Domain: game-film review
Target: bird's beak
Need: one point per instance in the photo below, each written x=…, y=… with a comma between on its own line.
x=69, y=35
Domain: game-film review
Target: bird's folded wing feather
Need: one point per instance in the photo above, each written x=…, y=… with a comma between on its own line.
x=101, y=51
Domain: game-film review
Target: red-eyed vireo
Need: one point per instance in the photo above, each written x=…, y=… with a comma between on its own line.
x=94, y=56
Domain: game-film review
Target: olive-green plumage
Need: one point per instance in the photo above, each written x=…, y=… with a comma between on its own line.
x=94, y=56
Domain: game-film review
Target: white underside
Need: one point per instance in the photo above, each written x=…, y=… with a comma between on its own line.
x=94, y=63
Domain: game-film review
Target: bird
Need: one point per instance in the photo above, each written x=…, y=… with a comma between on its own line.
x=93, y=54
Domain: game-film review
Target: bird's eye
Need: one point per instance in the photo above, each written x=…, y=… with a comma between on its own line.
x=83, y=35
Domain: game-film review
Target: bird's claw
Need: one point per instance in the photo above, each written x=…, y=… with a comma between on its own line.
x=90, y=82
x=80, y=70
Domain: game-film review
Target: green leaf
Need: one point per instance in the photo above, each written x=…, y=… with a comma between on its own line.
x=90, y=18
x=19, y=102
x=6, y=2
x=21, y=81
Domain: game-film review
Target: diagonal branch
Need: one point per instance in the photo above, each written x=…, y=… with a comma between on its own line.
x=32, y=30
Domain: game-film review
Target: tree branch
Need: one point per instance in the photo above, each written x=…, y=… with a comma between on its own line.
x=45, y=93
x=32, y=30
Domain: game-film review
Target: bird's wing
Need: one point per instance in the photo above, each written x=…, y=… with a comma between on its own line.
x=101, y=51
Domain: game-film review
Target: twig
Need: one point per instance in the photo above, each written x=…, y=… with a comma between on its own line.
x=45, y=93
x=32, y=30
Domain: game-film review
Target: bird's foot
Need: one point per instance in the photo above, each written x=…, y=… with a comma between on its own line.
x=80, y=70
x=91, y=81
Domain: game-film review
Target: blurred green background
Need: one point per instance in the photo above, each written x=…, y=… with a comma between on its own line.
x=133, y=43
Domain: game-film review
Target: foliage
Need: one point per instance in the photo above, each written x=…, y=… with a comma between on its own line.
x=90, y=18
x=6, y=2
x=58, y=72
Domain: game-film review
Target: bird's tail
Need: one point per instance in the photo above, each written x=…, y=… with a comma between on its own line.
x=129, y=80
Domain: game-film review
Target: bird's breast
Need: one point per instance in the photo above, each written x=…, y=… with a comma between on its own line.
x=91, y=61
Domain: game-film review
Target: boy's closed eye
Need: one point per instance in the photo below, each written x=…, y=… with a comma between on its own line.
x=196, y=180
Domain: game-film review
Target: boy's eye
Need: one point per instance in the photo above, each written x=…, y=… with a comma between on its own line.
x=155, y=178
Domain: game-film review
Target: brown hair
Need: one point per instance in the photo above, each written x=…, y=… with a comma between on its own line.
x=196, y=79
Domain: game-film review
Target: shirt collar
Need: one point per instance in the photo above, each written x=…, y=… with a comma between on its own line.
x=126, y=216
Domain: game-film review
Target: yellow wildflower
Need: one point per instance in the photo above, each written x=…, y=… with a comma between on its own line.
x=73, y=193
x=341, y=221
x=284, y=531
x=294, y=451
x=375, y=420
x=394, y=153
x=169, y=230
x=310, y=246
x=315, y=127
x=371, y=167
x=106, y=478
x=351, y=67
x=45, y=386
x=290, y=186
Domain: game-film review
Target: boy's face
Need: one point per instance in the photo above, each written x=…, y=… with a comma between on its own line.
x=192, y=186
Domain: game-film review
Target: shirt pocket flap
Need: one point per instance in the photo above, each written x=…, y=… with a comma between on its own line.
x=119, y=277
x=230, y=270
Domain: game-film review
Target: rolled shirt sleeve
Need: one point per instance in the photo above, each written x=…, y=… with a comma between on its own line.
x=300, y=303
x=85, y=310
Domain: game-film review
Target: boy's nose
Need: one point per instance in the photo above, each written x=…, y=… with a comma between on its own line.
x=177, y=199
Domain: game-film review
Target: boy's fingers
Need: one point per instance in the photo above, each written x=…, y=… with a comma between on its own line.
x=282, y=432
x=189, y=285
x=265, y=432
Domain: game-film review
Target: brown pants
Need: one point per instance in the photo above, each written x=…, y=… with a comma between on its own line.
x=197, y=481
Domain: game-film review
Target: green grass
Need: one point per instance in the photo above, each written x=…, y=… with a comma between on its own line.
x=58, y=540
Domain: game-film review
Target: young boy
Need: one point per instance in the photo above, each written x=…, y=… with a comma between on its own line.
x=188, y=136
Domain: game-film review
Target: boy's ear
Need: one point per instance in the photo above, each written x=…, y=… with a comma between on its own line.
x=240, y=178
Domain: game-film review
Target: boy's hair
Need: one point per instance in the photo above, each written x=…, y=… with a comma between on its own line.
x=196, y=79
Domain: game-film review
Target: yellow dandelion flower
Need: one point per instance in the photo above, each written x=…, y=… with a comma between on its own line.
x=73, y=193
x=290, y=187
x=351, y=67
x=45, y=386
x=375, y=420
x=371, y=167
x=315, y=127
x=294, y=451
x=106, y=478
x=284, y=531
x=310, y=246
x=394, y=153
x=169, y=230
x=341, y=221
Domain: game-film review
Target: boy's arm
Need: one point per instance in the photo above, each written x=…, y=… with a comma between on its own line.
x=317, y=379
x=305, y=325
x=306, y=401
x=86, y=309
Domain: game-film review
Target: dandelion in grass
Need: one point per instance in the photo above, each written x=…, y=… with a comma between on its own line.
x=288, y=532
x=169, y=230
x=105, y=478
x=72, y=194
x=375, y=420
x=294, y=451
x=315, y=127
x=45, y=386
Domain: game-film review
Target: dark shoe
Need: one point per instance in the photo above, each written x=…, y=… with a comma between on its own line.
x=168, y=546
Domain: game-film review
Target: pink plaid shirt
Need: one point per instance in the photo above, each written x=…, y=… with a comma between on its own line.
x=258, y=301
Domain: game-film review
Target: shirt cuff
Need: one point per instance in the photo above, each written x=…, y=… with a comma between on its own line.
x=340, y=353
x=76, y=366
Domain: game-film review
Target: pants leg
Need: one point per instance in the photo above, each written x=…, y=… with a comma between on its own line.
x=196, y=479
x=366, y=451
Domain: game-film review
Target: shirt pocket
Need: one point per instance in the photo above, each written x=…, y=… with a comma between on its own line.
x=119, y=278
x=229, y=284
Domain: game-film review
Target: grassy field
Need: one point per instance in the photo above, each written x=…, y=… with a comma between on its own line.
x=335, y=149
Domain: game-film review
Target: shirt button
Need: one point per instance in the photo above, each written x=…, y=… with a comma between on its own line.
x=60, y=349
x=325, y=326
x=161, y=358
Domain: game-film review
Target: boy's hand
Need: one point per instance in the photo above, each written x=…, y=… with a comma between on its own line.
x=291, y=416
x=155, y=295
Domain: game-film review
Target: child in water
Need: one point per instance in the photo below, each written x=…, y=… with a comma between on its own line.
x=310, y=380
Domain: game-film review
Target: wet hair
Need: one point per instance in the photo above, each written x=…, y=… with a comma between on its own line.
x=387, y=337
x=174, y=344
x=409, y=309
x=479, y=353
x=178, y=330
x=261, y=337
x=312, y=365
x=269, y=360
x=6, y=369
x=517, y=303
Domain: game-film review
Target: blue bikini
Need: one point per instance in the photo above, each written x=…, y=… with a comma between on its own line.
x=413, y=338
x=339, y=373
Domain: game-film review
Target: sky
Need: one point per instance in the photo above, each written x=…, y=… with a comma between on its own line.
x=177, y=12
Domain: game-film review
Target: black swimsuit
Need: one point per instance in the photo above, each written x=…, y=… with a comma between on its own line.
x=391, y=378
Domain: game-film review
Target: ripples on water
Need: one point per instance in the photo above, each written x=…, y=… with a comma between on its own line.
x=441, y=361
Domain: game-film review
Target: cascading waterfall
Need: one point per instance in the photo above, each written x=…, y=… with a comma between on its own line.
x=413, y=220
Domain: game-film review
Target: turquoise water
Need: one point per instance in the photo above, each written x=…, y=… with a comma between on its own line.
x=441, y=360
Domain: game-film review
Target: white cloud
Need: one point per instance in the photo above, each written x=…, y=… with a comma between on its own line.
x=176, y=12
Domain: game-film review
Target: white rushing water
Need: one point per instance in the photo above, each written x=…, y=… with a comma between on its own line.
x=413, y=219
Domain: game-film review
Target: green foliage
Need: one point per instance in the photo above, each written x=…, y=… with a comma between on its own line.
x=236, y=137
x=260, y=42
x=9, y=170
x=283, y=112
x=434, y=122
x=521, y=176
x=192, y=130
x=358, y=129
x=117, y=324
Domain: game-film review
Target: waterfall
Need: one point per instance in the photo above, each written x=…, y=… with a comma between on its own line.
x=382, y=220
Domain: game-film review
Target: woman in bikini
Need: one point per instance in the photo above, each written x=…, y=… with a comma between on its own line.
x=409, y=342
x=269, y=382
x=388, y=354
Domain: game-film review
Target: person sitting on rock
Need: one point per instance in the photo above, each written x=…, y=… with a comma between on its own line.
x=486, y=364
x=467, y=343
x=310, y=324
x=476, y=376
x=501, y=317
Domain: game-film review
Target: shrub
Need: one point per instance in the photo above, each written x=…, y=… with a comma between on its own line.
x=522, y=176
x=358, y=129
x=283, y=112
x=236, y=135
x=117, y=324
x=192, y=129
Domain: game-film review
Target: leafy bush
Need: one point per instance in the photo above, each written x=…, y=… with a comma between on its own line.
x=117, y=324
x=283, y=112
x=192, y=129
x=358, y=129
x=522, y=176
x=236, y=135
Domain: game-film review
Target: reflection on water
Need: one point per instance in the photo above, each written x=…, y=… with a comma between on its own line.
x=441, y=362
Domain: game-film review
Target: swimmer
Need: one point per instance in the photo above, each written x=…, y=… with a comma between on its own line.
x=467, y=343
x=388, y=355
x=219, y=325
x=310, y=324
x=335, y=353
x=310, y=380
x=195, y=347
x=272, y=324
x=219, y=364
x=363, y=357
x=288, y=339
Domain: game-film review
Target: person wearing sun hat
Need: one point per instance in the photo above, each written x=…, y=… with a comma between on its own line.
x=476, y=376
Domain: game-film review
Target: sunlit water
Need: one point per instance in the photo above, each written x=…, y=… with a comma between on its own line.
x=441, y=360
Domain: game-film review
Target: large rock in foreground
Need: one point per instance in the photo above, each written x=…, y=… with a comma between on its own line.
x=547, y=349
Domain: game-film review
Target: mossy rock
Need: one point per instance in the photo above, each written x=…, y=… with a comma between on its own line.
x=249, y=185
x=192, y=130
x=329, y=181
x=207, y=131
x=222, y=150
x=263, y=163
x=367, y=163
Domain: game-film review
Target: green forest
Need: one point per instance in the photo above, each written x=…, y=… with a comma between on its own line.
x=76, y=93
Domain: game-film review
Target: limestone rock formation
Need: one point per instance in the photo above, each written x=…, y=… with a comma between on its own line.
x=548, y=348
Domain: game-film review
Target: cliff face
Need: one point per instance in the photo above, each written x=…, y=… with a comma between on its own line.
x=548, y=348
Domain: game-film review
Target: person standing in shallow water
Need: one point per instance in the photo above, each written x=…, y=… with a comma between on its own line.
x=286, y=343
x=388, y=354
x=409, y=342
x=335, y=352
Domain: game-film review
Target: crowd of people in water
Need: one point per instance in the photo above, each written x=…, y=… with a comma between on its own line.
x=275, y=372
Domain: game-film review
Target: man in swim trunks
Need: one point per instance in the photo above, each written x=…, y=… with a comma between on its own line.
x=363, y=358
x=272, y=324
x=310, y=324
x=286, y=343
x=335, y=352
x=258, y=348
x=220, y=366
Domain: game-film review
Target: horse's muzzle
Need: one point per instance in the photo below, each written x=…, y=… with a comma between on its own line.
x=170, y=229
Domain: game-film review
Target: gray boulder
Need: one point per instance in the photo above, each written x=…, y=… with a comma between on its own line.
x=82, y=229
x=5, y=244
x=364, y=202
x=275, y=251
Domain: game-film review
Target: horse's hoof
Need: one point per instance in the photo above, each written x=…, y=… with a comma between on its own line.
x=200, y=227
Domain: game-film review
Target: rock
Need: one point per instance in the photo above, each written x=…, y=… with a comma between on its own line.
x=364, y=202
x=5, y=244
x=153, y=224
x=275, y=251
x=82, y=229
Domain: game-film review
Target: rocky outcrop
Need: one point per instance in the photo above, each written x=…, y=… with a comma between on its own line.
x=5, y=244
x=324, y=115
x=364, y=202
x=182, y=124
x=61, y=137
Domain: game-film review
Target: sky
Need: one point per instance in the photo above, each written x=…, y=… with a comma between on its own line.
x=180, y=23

**What the task asks:** Tally the lines above in which the string "wing" occurs, and give the total with nothing added.

**Result of this task:** 2